### Data entries
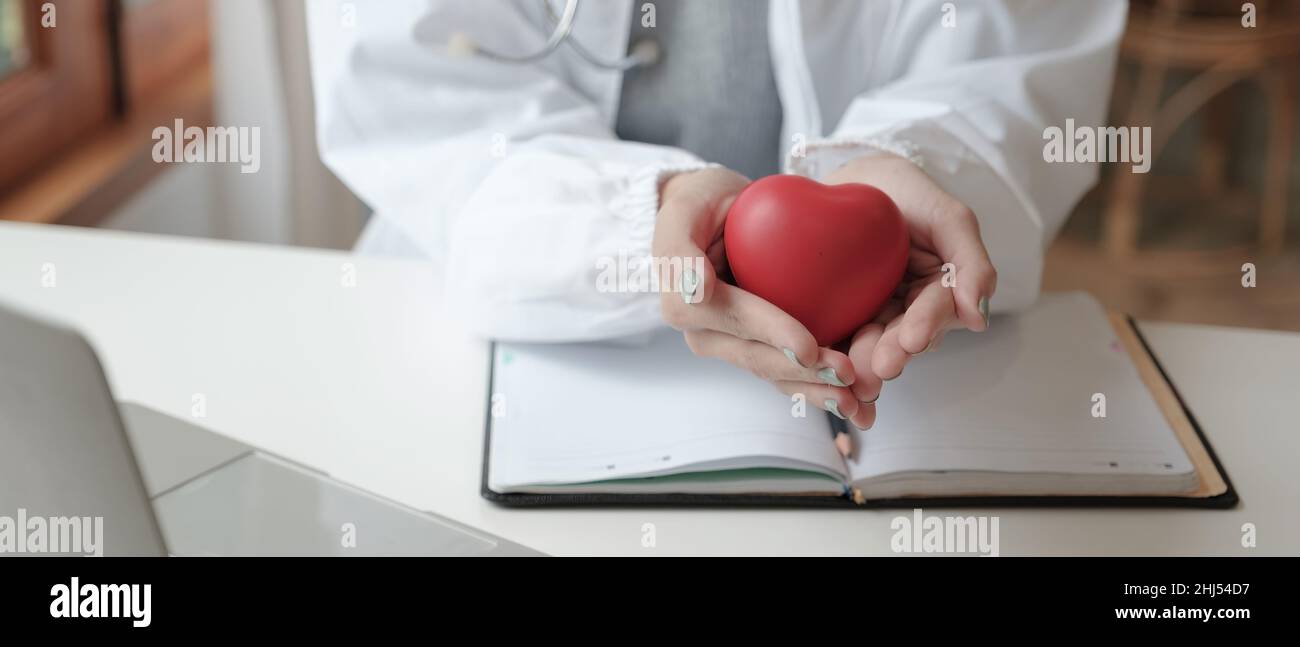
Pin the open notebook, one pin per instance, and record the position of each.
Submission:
(1006, 413)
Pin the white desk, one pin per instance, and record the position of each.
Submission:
(376, 386)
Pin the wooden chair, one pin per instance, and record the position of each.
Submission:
(1208, 39)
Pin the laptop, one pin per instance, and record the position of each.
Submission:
(151, 485)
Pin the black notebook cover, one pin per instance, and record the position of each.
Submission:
(1227, 499)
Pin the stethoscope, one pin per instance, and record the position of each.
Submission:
(644, 52)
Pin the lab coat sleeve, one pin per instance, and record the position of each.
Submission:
(506, 174)
(966, 90)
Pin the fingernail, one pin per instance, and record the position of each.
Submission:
(931, 344)
(689, 285)
(794, 359)
(828, 376)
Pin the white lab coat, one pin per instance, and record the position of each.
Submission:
(512, 177)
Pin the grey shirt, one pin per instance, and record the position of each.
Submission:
(713, 91)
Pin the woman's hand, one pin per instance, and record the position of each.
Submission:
(723, 321)
(948, 282)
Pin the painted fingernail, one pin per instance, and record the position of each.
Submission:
(689, 285)
(927, 348)
(828, 376)
(794, 359)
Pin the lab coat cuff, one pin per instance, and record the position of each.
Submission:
(818, 157)
(640, 203)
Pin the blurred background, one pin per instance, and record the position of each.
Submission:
(78, 105)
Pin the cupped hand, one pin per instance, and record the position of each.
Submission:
(948, 282)
(723, 321)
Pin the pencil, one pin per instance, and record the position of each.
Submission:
(840, 434)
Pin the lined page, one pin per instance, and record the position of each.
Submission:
(570, 413)
(1021, 398)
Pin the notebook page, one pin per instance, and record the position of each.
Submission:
(572, 413)
(1019, 398)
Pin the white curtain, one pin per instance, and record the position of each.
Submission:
(261, 76)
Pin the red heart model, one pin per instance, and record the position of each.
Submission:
(830, 255)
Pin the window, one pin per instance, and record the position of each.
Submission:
(82, 85)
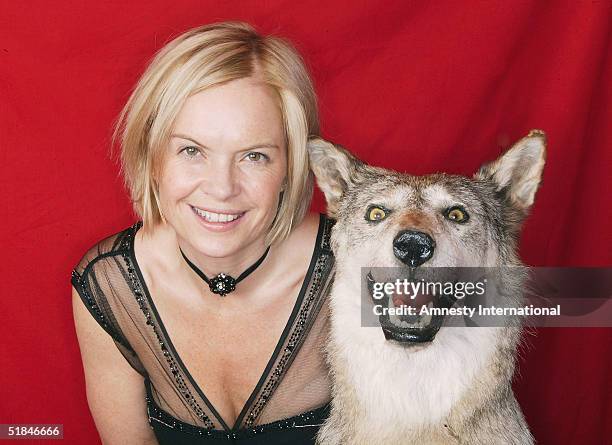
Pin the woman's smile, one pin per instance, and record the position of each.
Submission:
(218, 221)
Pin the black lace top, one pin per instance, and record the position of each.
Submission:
(289, 402)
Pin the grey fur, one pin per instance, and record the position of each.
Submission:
(498, 198)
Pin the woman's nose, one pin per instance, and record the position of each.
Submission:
(222, 181)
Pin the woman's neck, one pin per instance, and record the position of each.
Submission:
(232, 265)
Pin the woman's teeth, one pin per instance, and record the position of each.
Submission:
(217, 217)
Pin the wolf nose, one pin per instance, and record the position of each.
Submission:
(413, 248)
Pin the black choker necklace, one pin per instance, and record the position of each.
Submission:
(223, 284)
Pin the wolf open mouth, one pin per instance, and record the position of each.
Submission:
(410, 328)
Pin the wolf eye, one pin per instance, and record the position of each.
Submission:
(375, 214)
(456, 214)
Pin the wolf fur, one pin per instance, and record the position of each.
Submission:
(455, 389)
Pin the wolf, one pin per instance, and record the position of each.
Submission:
(423, 382)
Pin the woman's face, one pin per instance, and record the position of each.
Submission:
(224, 168)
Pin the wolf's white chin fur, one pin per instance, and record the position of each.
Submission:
(425, 376)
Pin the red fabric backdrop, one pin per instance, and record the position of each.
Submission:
(418, 87)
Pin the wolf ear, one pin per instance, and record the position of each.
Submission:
(334, 167)
(518, 171)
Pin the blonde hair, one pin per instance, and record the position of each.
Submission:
(202, 58)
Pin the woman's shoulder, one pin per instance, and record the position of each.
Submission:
(111, 245)
(313, 231)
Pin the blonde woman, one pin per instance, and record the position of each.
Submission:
(204, 322)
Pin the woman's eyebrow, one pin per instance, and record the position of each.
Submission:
(182, 136)
(251, 147)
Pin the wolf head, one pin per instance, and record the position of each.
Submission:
(389, 219)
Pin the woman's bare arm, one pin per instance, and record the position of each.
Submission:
(115, 391)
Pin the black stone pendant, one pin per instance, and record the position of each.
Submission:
(222, 284)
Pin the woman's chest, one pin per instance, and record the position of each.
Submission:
(227, 347)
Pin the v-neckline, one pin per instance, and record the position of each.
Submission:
(285, 332)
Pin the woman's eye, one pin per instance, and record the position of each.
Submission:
(456, 214)
(190, 151)
(375, 214)
(256, 156)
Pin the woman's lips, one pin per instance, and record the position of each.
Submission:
(218, 221)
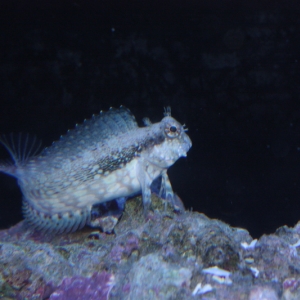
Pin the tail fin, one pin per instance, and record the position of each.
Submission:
(20, 147)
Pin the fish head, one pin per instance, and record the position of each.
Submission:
(174, 144)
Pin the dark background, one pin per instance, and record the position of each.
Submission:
(229, 71)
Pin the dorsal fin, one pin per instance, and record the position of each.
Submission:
(90, 132)
(21, 146)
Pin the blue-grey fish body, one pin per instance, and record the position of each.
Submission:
(105, 158)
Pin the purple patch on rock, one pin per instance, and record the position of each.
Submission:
(96, 287)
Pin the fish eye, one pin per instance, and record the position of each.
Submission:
(173, 128)
(172, 131)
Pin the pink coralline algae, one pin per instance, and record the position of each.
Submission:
(96, 287)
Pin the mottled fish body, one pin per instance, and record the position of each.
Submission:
(105, 158)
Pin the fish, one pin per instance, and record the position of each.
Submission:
(106, 157)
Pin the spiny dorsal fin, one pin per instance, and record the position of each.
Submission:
(21, 146)
(99, 128)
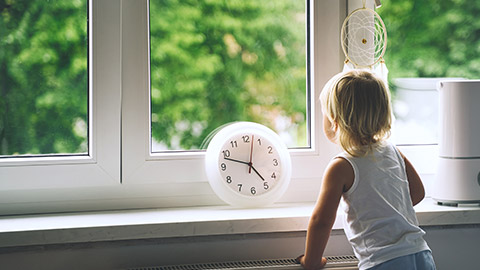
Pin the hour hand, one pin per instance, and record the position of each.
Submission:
(239, 161)
(257, 173)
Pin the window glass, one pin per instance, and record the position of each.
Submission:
(427, 40)
(216, 61)
(43, 77)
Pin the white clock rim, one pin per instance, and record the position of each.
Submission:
(222, 189)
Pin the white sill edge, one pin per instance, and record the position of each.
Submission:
(200, 221)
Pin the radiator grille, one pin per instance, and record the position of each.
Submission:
(333, 262)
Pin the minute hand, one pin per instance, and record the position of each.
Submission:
(239, 161)
(257, 172)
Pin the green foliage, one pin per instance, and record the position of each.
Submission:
(43, 77)
(432, 38)
(214, 62)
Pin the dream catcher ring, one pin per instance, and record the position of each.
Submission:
(363, 38)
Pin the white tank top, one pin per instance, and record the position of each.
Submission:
(380, 222)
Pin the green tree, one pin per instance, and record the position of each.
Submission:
(214, 62)
(43, 77)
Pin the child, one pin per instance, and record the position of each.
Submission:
(379, 186)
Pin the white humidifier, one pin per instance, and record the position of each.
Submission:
(458, 174)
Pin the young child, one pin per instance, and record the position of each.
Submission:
(379, 186)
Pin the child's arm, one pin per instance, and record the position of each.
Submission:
(338, 177)
(417, 191)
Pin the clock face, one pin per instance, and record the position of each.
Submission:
(249, 164)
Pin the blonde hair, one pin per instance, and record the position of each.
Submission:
(357, 103)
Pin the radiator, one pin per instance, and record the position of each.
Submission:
(333, 262)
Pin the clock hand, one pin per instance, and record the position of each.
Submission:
(251, 153)
(239, 161)
(257, 172)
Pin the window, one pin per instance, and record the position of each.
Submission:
(44, 52)
(120, 170)
(41, 177)
(214, 62)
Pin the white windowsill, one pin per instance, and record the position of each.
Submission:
(18, 231)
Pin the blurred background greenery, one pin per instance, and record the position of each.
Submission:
(212, 62)
(43, 77)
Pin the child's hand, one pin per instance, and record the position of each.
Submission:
(301, 260)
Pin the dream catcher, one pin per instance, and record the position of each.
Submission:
(364, 41)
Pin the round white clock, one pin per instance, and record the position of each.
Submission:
(248, 165)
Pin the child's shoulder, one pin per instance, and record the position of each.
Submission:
(341, 171)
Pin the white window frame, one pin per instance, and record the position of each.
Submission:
(28, 181)
(169, 171)
(120, 172)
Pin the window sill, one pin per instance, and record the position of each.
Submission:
(18, 231)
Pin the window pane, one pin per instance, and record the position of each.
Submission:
(43, 77)
(216, 61)
(427, 40)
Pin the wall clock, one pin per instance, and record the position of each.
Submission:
(247, 165)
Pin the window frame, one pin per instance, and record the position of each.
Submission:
(120, 173)
(21, 176)
(140, 166)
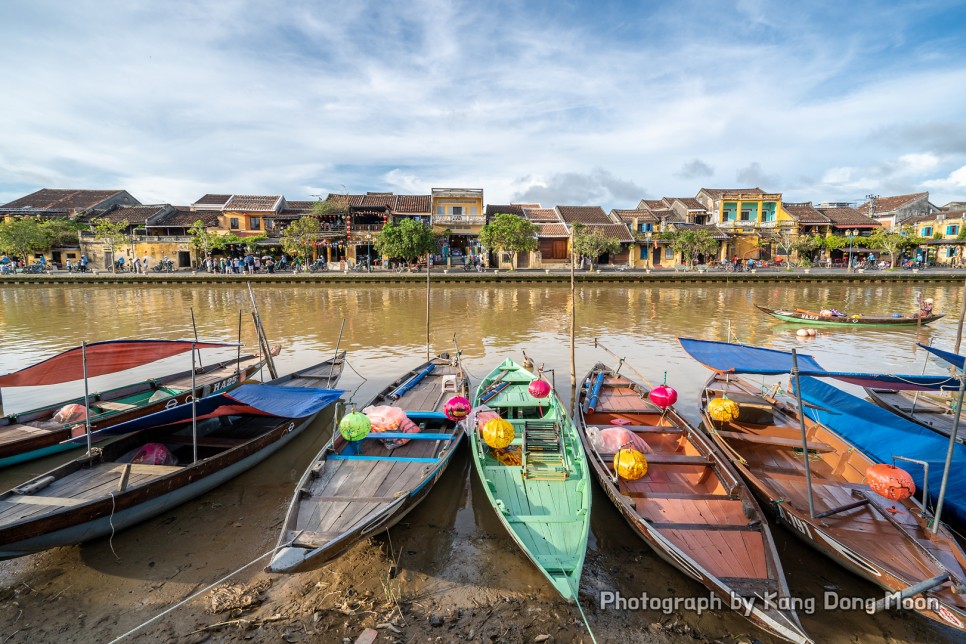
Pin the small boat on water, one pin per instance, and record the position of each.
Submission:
(356, 489)
(889, 542)
(931, 410)
(690, 506)
(161, 461)
(538, 484)
(828, 318)
(41, 432)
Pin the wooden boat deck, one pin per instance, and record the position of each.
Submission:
(887, 541)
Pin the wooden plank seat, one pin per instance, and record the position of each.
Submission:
(113, 406)
(206, 441)
(424, 436)
(650, 429)
(775, 441)
(664, 459)
(362, 457)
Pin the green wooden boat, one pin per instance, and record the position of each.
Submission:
(538, 485)
(813, 317)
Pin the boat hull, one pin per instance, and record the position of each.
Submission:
(807, 317)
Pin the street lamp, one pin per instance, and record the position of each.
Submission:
(850, 234)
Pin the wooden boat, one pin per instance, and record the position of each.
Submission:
(543, 496)
(105, 491)
(34, 434)
(356, 489)
(931, 410)
(890, 543)
(816, 317)
(691, 507)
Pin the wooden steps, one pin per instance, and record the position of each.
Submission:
(543, 456)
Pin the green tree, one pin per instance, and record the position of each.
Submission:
(111, 234)
(595, 243)
(408, 240)
(692, 242)
(299, 237)
(508, 233)
(22, 236)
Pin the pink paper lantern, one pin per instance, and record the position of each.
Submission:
(456, 408)
(663, 396)
(539, 388)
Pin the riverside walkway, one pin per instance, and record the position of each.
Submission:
(500, 276)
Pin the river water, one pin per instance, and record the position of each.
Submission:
(385, 334)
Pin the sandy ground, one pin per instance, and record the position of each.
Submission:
(447, 573)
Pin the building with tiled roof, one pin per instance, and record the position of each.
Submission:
(52, 203)
(893, 211)
(583, 215)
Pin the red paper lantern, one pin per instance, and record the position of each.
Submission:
(456, 408)
(890, 481)
(663, 396)
(539, 388)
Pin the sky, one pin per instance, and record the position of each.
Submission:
(561, 103)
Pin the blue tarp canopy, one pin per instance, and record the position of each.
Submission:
(725, 357)
(265, 400)
(880, 435)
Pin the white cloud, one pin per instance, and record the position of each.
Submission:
(176, 99)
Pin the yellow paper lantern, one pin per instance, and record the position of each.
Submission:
(498, 433)
(723, 409)
(630, 464)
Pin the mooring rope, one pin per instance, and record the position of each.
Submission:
(197, 594)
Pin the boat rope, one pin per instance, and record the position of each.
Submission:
(581, 611)
(110, 520)
(198, 593)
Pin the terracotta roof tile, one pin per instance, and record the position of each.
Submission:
(210, 200)
(848, 217)
(888, 204)
(61, 200)
(584, 214)
(541, 214)
(805, 213)
(253, 203)
(617, 231)
(552, 230)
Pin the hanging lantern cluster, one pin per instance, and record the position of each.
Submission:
(630, 464)
(498, 433)
(723, 409)
(456, 408)
(539, 388)
(890, 481)
(663, 396)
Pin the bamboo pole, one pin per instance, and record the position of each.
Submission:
(87, 402)
(959, 328)
(194, 407)
(801, 421)
(949, 453)
(427, 306)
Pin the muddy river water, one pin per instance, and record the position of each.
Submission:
(453, 539)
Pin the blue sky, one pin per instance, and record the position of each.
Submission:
(562, 103)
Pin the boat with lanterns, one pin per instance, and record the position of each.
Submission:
(527, 453)
(860, 513)
(380, 463)
(830, 317)
(681, 495)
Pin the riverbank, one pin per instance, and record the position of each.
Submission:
(540, 276)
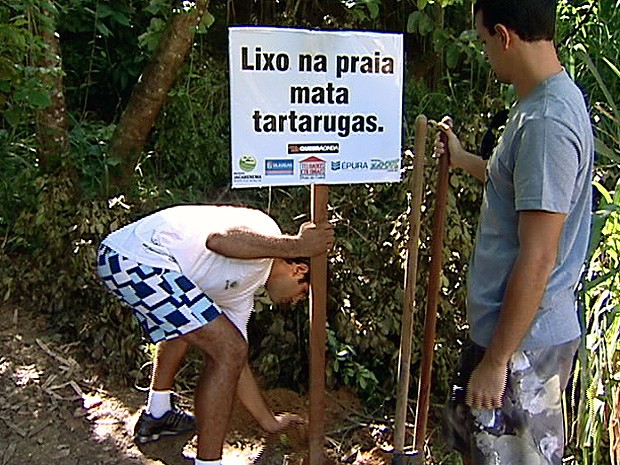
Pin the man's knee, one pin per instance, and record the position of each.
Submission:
(221, 341)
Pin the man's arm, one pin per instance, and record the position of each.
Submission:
(539, 237)
(252, 399)
(244, 243)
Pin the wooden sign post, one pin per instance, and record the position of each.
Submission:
(432, 298)
(406, 335)
(318, 333)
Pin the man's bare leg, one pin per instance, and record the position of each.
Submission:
(225, 352)
(168, 358)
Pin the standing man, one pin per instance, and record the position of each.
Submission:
(530, 246)
(189, 273)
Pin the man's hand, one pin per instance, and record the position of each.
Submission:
(487, 385)
(459, 157)
(282, 422)
(454, 144)
(315, 239)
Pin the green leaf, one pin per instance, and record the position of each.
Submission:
(426, 24)
(412, 22)
(452, 56)
(207, 20)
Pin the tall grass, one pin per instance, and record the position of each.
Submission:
(598, 371)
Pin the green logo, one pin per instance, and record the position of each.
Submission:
(247, 163)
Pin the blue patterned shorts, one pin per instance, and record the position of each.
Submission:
(528, 429)
(166, 303)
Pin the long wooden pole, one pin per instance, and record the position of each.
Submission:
(318, 333)
(432, 298)
(406, 335)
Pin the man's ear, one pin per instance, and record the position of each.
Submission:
(505, 35)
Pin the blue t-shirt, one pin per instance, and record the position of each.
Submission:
(543, 162)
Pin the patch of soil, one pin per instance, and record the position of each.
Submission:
(54, 409)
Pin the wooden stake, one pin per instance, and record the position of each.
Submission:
(432, 297)
(318, 334)
(416, 187)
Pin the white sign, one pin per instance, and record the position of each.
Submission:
(310, 107)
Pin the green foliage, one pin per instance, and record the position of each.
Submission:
(599, 359)
(22, 87)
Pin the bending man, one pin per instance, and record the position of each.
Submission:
(189, 273)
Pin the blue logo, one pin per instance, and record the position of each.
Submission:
(278, 167)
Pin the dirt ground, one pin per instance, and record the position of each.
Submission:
(55, 410)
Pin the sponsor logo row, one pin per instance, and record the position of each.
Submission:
(309, 168)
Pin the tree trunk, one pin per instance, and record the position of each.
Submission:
(51, 122)
(150, 93)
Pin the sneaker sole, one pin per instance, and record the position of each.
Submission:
(155, 437)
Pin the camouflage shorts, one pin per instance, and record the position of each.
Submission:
(528, 429)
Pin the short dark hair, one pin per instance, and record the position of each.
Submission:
(306, 261)
(532, 20)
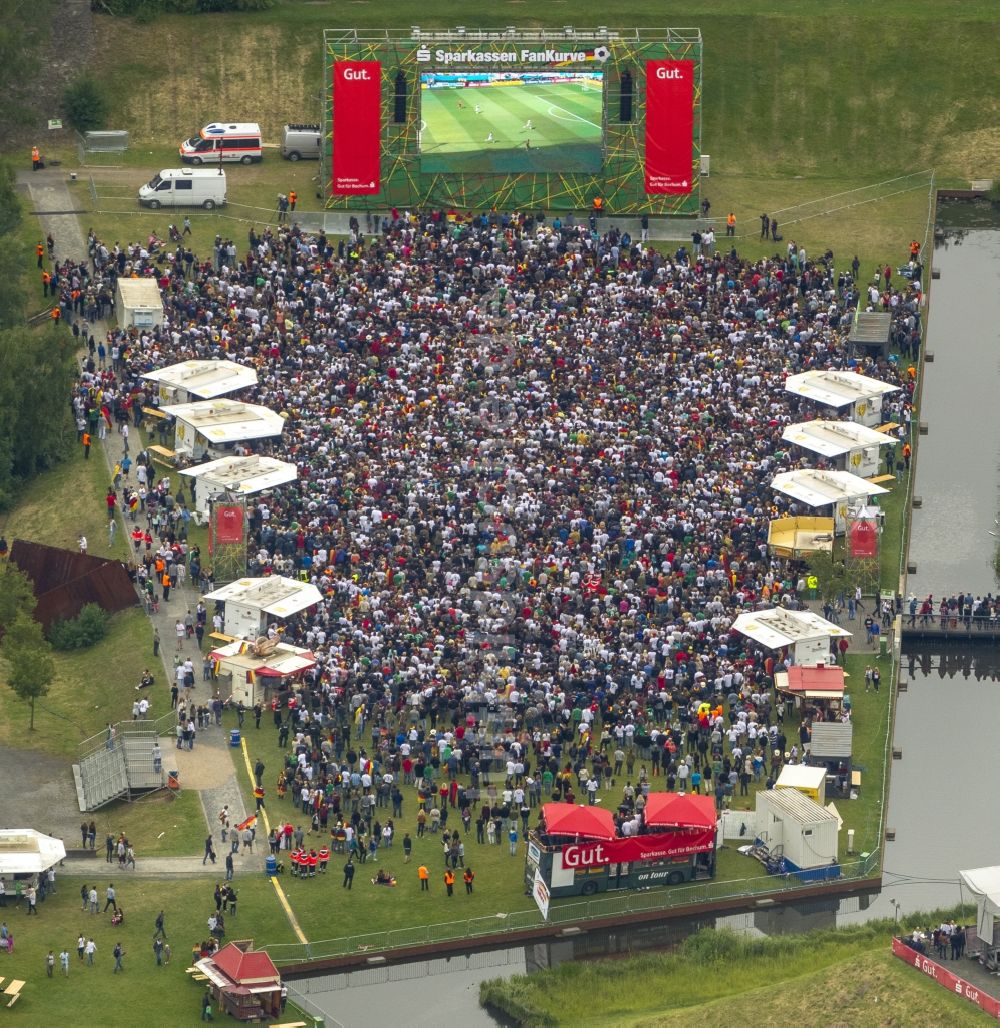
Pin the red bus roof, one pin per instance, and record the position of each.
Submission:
(588, 822)
(677, 810)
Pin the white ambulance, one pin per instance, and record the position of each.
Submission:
(225, 141)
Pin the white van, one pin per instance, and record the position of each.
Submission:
(300, 142)
(234, 141)
(185, 187)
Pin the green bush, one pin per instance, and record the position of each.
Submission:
(145, 10)
(86, 104)
(89, 626)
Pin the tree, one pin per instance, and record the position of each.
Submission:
(16, 595)
(85, 104)
(30, 664)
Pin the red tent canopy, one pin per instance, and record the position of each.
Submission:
(671, 810)
(567, 818)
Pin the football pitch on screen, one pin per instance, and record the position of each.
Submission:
(512, 127)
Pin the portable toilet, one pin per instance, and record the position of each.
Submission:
(801, 831)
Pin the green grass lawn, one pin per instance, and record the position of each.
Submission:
(90, 688)
(832, 89)
(94, 995)
(844, 978)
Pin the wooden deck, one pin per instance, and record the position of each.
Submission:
(959, 630)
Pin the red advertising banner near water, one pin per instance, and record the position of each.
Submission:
(669, 125)
(947, 980)
(650, 847)
(357, 126)
(228, 523)
(863, 539)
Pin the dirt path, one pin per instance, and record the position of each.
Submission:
(209, 766)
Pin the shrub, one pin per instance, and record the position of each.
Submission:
(86, 104)
(89, 626)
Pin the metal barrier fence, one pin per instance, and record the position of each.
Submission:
(162, 726)
(609, 906)
(951, 624)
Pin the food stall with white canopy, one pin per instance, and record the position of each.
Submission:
(848, 445)
(245, 476)
(829, 388)
(805, 634)
(836, 490)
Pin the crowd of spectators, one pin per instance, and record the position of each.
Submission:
(534, 467)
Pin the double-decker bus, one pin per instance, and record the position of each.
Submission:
(580, 852)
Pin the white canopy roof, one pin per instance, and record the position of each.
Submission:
(837, 389)
(226, 420)
(820, 488)
(984, 883)
(778, 628)
(141, 293)
(801, 776)
(278, 595)
(245, 474)
(834, 438)
(25, 851)
(206, 378)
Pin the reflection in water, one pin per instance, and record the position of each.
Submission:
(951, 541)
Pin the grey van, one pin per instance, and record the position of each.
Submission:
(300, 142)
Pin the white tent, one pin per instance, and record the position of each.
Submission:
(210, 426)
(138, 303)
(808, 780)
(984, 883)
(246, 475)
(806, 633)
(200, 379)
(25, 851)
(853, 446)
(843, 389)
(837, 489)
(252, 603)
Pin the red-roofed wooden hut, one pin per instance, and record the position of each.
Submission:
(245, 982)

### Written task
Emit verbatim the lines running from the one with "Pin the red tent" through the last line of the data, both endpoints inclusive.

### Expected output
Pin the red tent canopy, one pin per instance, and record the position of each.
Submission:
(671, 810)
(567, 818)
Pin the football pitch on screen, one pin per instance, and record the position of each.
Submission:
(512, 127)
Pin the portable toilet, one pin per instance, and record the position of each.
Submission:
(801, 831)
Pin the green grass lawn, one pin per instance, and record the position of each.
Submission:
(90, 688)
(832, 89)
(94, 995)
(844, 978)
Pin the wooden deck, one pin per instance, and record the position of each.
Submission:
(959, 630)
Pin the red advertising banner near water, one pin per instance, and record the position of each.
Submission:
(669, 125)
(947, 980)
(650, 847)
(357, 126)
(228, 523)
(863, 539)
Pin the dirt path, one pin per instance, and record the position of each.
Submission:
(209, 766)
Pin the shrub, one pin per instance, and record the position of each.
Submission:
(86, 104)
(89, 626)
Pin the metal barrier fence, one pin per instance, and record the position of each.
Submission:
(162, 726)
(609, 906)
(951, 624)
Pin the food stall with white canopy, one pin per instance, and record the position of each.
Submission:
(848, 445)
(245, 476)
(829, 388)
(805, 634)
(836, 490)
Pin the crowd of spectators, one pin per instance, and record the position of each.
Submission:
(534, 467)
Pin the double-decker bus, one pin per instance, and record the position of each.
Submission:
(580, 852)
Pin the white canopy roof, one pin per instance, and record the position of each.
Submission:
(837, 389)
(226, 420)
(820, 488)
(984, 883)
(778, 628)
(141, 293)
(801, 776)
(278, 595)
(245, 474)
(834, 438)
(25, 851)
(206, 378)
Pin the reflection in water, one pin per instance, and record the position of each.
Submission:
(951, 541)
Pin the grey van, one pin per instance, and record the position of each.
Submission:
(300, 142)
Pin the white tent, one pin per instance, and record the position of each.
Submission:
(210, 426)
(138, 303)
(808, 780)
(984, 883)
(246, 475)
(806, 633)
(200, 379)
(25, 851)
(853, 446)
(843, 389)
(837, 489)
(252, 603)
Pin the red-roofed wooden hut, one pin per instance, and record the position of each.
Submission:
(245, 982)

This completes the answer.